[Problems]
a) According to the NGAD forum excerpt, what does Fantini say the Air Force wants to have a conversation about?
b) Continue the NGAD forum excerpt from its final line.

[Document extract]
>>>>

Any discussion that starts with a question about a specific platform for NGAD is eschewed. The aircraft is just the “truck.” The future is in the technology that connects a disparate set of platforms, including some, such as the F-22, that were designed specifically to not connect with other platforms.

“We don’t want to have a conversation about widgets,” said Fantini. “We want to have a conversation about the highway that brings the proverbial truck into the fight.”
Source : AWST Sept 6, 2019

I am seeing a narrative that the USAF has been using lately in advancing their thoughts on where the program is heading. The language emphasis is about building a highway and not the truck.
 

Air Force Brat

Brigadier
Super Moderator
Sounds like a path to the FCS in the air. sigh.

Yep,its a line of krapola, like the line that guns were no longer necessary on fighter aircraft, its a bunch of bull. You've got to have a suitable platform to maintain air superiority, or else you will have to "prove that you have capability, that you may not have..

<<<<

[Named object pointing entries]
>>>>

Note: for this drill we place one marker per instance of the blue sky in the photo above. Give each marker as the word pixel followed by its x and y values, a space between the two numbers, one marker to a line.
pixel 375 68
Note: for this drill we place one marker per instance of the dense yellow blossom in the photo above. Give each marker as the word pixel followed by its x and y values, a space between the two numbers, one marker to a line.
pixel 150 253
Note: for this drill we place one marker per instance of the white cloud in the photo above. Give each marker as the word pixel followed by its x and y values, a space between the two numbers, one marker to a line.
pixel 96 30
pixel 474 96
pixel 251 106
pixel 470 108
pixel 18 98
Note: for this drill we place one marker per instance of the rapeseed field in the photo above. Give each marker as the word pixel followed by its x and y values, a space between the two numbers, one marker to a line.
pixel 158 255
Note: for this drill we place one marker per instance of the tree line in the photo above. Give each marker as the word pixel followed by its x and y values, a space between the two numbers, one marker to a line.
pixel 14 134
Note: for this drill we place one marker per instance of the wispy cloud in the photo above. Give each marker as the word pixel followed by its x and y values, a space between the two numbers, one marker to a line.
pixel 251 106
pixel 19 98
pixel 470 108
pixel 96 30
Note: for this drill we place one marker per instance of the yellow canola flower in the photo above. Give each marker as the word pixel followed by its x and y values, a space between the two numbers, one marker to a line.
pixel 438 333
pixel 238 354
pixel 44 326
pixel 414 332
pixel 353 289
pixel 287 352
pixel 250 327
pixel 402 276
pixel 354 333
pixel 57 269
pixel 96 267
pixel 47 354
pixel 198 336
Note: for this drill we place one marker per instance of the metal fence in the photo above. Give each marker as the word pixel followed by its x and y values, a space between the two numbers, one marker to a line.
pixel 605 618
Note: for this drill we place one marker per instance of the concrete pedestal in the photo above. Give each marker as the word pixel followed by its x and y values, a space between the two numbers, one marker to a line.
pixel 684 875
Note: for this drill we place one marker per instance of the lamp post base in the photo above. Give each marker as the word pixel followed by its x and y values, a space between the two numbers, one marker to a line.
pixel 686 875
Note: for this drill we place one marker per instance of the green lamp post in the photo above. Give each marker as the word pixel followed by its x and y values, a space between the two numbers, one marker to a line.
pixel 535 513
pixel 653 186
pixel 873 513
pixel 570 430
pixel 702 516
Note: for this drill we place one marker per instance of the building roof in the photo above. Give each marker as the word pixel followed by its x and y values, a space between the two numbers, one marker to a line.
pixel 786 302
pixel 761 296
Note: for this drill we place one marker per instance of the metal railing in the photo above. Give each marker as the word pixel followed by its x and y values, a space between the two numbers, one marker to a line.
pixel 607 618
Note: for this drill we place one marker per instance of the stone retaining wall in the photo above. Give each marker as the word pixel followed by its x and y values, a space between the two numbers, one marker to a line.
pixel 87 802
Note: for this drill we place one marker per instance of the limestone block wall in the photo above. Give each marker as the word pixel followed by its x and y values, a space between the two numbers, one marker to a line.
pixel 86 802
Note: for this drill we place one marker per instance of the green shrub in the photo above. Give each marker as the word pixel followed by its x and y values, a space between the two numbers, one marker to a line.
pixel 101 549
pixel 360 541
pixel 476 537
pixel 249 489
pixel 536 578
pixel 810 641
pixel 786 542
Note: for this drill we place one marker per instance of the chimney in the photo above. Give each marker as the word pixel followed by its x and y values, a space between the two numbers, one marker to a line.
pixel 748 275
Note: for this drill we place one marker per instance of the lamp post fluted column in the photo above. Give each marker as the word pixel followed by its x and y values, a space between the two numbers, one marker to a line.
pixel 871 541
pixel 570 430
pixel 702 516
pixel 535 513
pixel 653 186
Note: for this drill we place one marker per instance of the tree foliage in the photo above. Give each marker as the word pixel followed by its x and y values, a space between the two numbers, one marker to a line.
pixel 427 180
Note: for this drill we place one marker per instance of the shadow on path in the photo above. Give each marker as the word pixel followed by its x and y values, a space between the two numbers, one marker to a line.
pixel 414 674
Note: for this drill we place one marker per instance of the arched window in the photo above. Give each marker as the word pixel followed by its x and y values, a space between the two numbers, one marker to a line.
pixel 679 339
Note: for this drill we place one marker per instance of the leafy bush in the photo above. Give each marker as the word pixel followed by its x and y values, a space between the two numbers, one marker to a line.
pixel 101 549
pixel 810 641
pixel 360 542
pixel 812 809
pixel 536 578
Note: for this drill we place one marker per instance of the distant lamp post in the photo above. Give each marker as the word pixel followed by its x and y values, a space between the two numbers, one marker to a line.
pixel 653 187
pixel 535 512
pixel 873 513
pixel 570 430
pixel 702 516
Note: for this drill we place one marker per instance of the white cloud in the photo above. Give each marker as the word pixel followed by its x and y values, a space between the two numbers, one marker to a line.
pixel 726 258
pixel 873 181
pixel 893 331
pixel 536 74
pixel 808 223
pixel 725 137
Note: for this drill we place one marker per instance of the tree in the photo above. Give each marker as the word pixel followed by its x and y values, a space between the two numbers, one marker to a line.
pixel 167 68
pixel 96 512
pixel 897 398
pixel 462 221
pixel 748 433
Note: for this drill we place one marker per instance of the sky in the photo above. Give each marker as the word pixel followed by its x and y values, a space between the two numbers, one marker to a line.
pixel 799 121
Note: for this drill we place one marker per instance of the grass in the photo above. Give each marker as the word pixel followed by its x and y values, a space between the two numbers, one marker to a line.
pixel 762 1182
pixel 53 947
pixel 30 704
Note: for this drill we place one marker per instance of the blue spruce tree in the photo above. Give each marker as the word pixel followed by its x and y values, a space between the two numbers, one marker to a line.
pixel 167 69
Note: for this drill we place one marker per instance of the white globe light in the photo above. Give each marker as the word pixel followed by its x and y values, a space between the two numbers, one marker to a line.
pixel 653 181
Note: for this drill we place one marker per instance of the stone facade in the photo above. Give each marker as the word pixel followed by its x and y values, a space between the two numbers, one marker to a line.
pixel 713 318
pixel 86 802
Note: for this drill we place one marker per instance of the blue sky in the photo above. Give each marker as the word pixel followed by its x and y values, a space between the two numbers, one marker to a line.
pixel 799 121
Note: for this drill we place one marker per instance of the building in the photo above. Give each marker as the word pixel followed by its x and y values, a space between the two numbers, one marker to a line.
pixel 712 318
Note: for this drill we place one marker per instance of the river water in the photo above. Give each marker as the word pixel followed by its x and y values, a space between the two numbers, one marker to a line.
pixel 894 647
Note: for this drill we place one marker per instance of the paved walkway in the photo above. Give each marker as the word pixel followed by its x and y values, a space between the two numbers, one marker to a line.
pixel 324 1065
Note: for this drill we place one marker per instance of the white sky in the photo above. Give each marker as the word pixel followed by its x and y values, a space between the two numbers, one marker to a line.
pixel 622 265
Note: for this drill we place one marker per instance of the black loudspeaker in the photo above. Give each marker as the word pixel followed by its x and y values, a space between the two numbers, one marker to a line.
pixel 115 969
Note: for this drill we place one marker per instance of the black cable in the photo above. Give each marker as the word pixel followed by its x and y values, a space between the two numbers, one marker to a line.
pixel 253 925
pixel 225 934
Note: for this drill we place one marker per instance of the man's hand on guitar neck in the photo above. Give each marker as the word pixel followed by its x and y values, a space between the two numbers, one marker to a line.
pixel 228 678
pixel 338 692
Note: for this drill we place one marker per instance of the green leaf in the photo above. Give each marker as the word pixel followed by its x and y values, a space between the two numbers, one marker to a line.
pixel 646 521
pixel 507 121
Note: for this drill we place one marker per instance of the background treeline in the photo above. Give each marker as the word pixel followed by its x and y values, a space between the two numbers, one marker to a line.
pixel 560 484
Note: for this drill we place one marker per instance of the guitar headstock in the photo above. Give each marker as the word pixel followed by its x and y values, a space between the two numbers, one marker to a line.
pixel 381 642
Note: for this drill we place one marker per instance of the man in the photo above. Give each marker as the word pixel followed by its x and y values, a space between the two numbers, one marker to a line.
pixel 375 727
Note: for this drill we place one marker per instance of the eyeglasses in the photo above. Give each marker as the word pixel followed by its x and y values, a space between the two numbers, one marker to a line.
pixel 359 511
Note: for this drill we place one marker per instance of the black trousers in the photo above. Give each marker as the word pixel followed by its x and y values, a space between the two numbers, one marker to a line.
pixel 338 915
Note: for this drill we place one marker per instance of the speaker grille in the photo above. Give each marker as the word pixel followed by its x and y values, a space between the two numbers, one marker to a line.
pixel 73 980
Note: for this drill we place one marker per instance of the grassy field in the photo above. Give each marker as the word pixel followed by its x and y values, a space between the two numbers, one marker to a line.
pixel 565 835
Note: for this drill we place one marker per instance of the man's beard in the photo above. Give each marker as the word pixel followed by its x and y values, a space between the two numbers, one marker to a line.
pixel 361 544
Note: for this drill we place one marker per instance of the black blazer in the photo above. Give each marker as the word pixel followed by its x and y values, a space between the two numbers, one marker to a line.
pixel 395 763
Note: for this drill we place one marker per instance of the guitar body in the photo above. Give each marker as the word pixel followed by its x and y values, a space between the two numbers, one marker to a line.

<<<<

[Responses for each task]
a) The highway that brings the proverbial truck into the fight.

b)
All the bells and whistles are nice, but you damn well better have a "hammer" in your tool box! its the "chickification" of the Air Force, they are more worried about the negative impact of nose art from the past, than the op-for!
 
Yep,its a line of krapola, like the line that guns were no longer necessary on fighter aircraft, its a bunch of bull. You've got to have a suitable platform to maintain air superiority, or else you will have to "prove that you have capability, that you may not have..

All the bells and whistles are nice, but you damn well better have a "hammer" in your tool box! its the "chickification" of the Air Force, they are more worried about the negative impact of nose art from the past, than the op-for!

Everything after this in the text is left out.